→ **The request**:
Rewrite the entries from the line containing "row of tree" through the last line of the entries, with "asphalt road" replaced by "paved road" and nothing else changed.

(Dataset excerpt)

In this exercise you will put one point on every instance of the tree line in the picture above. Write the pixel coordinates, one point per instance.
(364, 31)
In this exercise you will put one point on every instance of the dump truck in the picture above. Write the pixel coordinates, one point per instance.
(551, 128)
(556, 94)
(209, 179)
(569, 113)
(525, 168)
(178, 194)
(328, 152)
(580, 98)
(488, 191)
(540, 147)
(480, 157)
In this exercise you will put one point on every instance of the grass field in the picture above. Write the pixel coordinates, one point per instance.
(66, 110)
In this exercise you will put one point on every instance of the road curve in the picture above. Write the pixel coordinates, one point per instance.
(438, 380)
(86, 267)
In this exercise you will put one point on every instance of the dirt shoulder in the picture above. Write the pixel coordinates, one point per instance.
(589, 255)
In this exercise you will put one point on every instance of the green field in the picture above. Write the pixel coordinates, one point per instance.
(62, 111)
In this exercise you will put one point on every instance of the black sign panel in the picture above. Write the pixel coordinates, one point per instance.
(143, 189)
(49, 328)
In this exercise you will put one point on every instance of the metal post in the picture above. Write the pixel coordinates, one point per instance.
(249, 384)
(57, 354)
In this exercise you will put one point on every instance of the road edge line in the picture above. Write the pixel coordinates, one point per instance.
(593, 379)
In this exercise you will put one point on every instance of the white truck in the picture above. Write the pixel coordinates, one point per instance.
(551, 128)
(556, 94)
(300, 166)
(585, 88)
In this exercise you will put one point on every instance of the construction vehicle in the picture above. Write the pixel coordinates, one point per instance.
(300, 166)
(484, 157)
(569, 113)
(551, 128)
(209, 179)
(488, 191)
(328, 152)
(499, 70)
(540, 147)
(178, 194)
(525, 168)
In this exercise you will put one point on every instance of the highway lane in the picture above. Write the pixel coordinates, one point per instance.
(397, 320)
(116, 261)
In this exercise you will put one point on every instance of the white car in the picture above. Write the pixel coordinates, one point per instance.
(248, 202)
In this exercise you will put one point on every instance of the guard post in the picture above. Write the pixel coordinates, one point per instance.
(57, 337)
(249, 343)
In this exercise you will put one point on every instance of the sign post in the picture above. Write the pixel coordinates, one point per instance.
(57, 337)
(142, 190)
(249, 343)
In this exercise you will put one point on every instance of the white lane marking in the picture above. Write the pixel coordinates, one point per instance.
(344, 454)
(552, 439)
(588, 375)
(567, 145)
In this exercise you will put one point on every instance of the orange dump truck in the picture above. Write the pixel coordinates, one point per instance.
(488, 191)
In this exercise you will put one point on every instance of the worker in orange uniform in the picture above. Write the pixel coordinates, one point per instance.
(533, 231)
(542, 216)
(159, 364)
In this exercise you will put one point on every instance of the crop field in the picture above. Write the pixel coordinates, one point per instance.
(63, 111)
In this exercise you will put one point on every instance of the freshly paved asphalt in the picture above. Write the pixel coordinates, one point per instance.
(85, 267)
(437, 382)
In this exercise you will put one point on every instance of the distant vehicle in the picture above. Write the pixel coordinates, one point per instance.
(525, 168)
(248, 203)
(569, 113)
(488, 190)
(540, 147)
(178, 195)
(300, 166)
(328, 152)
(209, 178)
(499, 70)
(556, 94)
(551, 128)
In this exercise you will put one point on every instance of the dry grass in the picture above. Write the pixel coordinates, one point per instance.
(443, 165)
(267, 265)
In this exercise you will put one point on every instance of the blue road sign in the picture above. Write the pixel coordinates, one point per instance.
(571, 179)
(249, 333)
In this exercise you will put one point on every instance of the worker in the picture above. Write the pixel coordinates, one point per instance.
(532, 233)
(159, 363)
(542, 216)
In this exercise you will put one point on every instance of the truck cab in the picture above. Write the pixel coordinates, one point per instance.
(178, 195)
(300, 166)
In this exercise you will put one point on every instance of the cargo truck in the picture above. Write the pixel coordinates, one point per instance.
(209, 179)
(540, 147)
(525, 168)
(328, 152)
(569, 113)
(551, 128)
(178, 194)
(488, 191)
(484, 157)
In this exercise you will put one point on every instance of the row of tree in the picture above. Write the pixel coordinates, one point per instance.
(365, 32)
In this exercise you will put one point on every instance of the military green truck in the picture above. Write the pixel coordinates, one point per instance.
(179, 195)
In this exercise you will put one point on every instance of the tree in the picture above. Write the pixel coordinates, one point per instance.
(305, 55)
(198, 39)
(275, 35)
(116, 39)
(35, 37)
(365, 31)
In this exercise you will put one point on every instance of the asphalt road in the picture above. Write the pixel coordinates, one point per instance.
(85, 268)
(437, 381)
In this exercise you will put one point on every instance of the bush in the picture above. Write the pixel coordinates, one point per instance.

→ **The answer**:
In this exercise you will put one point on every instance of the row of tree in the picture above. Write the pixel coordinates, one point per instance.
(365, 32)
In this exercise you will put one point on every instance of the military green truck in the picture above. Write the pixel coordinates, one point per instance.
(179, 195)
In this exercise you will put one point on every instance of the tree in the picture above. Write the pixel coordinates, one point per instance.
(305, 55)
(198, 39)
(275, 35)
(116, 39)
(35, 37)
(365, 31)
In this exercise you will put one point on every instance of the paved road in the picture above. Write the pixel coordinates, one point per instance.
(85, 268)
(437, 381)
In this exercise you will put one point on every instance of the bush in the picture above. Write the pixel coordinates, one point per instance.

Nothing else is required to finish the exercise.